▸ INSTRUCTIONS FOR THE TASK: Find the line containing "Confirm every instance of the passenger" in the material below; copy that line and all following lines exactly.

Start of TASK MATERIAL

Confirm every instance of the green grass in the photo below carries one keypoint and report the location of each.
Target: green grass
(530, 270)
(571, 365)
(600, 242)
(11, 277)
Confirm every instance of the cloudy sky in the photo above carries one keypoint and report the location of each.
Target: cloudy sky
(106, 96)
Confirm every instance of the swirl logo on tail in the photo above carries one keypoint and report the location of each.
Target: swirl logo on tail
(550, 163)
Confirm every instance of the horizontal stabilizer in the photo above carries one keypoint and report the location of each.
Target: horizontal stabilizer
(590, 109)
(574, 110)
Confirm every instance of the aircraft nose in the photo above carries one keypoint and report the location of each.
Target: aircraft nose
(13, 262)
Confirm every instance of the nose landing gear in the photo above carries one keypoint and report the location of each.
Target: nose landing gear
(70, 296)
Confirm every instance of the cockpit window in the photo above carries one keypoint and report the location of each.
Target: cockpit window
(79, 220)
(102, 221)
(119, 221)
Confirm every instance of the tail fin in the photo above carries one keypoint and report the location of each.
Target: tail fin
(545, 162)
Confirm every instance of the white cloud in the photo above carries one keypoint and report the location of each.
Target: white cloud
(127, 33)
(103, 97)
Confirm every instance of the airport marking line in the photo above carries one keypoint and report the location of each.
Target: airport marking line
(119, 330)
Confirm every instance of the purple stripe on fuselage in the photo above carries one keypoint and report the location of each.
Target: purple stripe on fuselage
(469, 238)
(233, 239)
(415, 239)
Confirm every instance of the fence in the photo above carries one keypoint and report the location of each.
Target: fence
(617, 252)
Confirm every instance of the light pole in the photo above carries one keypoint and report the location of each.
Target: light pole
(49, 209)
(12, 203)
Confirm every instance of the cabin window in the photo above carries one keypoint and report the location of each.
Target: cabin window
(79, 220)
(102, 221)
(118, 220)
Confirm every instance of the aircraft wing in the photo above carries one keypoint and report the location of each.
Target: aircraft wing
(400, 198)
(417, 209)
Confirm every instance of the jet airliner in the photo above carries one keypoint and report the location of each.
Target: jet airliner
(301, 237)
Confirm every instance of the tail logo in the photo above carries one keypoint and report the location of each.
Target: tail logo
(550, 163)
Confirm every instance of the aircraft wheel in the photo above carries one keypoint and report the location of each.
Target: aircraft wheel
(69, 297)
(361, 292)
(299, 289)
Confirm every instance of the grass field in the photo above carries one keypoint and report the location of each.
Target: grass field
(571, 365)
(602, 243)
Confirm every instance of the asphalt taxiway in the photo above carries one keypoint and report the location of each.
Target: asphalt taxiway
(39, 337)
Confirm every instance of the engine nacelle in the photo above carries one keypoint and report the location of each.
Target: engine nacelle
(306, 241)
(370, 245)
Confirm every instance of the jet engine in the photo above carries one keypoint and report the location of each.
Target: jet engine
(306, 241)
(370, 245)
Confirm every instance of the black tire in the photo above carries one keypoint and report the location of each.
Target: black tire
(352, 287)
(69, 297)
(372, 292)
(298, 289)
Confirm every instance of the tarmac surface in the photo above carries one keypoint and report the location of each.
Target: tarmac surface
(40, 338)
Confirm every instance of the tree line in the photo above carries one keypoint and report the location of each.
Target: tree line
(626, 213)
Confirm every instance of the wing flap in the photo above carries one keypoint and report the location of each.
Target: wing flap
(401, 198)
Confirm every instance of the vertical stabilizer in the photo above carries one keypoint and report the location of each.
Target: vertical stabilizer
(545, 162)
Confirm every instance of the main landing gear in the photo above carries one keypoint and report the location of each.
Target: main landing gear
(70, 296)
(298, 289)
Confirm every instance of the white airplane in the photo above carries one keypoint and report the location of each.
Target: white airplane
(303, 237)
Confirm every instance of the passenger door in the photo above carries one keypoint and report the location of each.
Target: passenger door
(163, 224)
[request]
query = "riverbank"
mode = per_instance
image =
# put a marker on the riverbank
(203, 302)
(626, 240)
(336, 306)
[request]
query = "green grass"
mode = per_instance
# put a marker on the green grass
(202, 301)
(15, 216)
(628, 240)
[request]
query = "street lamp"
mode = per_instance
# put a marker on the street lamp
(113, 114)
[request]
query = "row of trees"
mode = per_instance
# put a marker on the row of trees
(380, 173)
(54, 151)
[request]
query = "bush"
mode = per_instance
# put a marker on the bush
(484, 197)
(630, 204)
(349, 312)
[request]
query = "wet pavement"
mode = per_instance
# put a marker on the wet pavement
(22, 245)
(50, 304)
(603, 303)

End of TASK MATERIAL

▸ SOLUTION TO THE EXERCISE:
Confirm every instance of the passenger door in the photo above carries one keypoint and report the location of each.
Target: passenger door
(163, 224)
[request]
query = "riverbank"
mode = per_instance
image =
# put a marker on the riverbank
(203, 302)
(626, 240)
(336, 306)
[request]
query = "green grass"
mode = per_instance
# put a marker on the green grass
(202, 301)
(15, 216)
(628, 240)
[request]
query = "street lamp"
mode = per_instance
# put a marker on the street lamp
(113, 114)
[request]
query = "row of trees"
mode = per_instance
# put a marker on the row of trees
(380, 173)
(54, 151)
[request]
query = "bush"
mode = per_instance
# put a marker on the bush
(484, 197)
(630, 204)
(349, 312)
[request]
query = "wet pavement"
mode = per_instance
# put a marker on the wet pavement
(22, 245)
(50, 304)
(603, 303)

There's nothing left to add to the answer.